____ Source excerpt
How Should We Support the Unemployed?
I think it is quite clear that the concept of a living wage extends to periods of unemployment, something the Church refers to as a “real social disaster”. Indeed, one of the basic rights of workers is to “subsidies for unemployed workers and their families.” How do we implement these policies? I will discuss three different options.
First, passive unemployment benefits. Here, the worker receives from the state (either from general tax revenues or dedicated social insurance contributions) unemployment benefits that should last the duration of the unemployment spell. To guarantee a living wage, these benefits should be relatively large and not expire after any fixed period. There is a downside, however, as this approach tends to isolate the worker from the dignity of work, leading to the problems of a social assistance state noted by Pope John Paul in Centesimus Annus.
________
Copy the passage on supporting the unemployed from "First, passive unemployment" up to and including "in Centesimus Annus.", swapping "fixed period" for "set period".
____ Dataset content
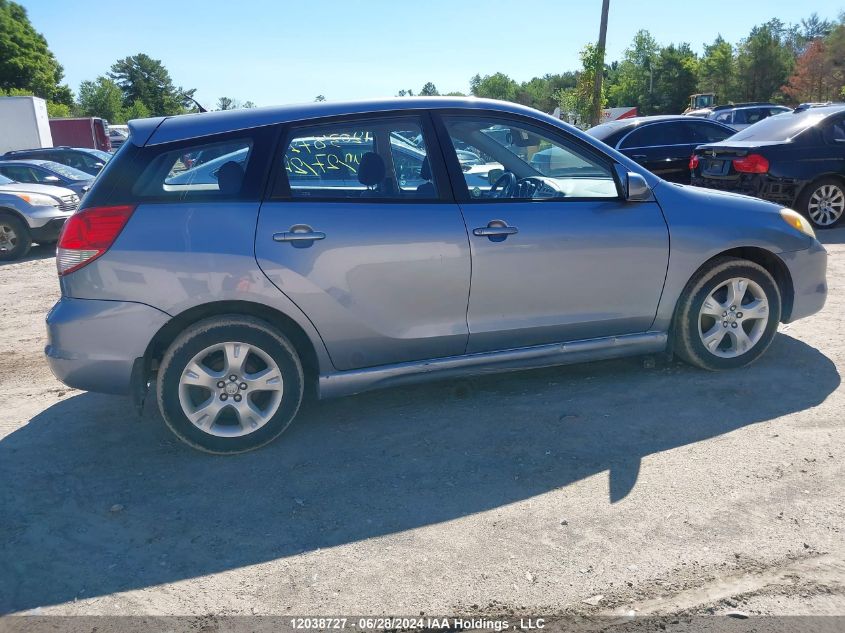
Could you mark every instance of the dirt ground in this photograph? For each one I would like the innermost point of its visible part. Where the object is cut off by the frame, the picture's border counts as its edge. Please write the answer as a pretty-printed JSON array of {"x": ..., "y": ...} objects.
[{"x": 602, "y": 488}]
________
Solution to this task:
First, passive unemployment benefits. Here, the worker receives from the state (either from general tax revenues or dedicated social insurance contributions) unemployment benefits that should last the duration of the unemployment spell. To guarantee a living wage, these benefits should be relatively large and not expire after any set period. There is a downside, however, as this approach tends to isolate the worker from the dignity of work, leading to the problems of a social assistance state noted by Pope John Paul in Centesimus Annus.